╔══
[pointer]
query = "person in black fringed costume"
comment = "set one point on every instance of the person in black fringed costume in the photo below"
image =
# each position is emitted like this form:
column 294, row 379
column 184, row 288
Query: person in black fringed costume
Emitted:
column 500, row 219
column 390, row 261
╚══
**Task prompt:**
The lines holding the string "fringed" in the listing above are what you should copy out.

**Result of the task:**
query = "person in black fringed costume"
comment = "set one point on every instance of the person in black fringed costume in the photo below"
Query: person in black fringed costume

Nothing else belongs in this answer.